■ DOCUMENT EXCERPT ■
-*-

Learn How To Improve Your Leadership And Teamwork Skills Today

TL; DR
You can improve your leadership and teamwork skills by learning to listen actively, communicate clearly, and set a shared direction for your group. Good leaders model the behavior they expect, give honest feedback, and recognize others’ efforts. Strong teams are built on trust, clear roles, and open problem-solving. When you keep learning, ask for feedback, and focus on helping the whole team succeed, your leadership grows naturally.
FAQs
1. What does it mean to have good leadership skills?
Good leadership means guiding others toward a clear goal, making fair decisions, taking responsibility, and helping people do their best work together.
2. How can I start improving my leadership today?
Begin by listening more, asking clear questions, and taking ownership of your tasks. Offer help, stay calm under pressure, and follow through on your promises.
3. What makes a strong team player?
A strong team player communicates openly, shares credit, supports others, and puts the team’s goals above personal ego.
4. How important is communication for leadership and teamwork?
Communication is central. Clear, honest, and respectful communication prevents confusion, reduces conflict, and keeps everyone aligned.
5. How do I handle conflict within a team?
Stay calm, listen to each side, focus on the issue rather than the person, and look for solutions that respect everyone’s needs as much as possible.
6. How can I build trust with my team members?
Be consistent, keep your word, admit mistakes, and show that you care about people as individuals, not just as workers.
7. What role does feedback play in leadership growth?

-*-

■ GOAL ■
Copy out everything in the leadership and teamwork page above from "Learn How To" down to "my leadership today?", word for word.

■ COLLECTED MATERIAL ■
-*-

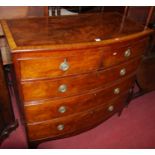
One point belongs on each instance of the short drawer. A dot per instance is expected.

-*-

■ OUTPUT FOR THIS TASK ■
Learn How To Improve Your Leadership And Teamwork Skills Today

TL; DR
You can improve your leadership and teamwork skills by learning to listen actively, communicate clearly, and set a shared direction for your group. Good leaders model the behavior they expect, give honest feedback, and recognize others’ efforts. Strong teams are built on trust, clear roles, and open problem-solving. When you keep learning, ask for feedback, and focus on helping the whole team succeed, your leadership grows naturally.
FAQs
1. What does it mean to have good leadership skills?
Good leadership means guiding others toward a clear goal, making fair decisions, taking responsibility, and helping people do their best work together.
2. How can I start improving my leadership today?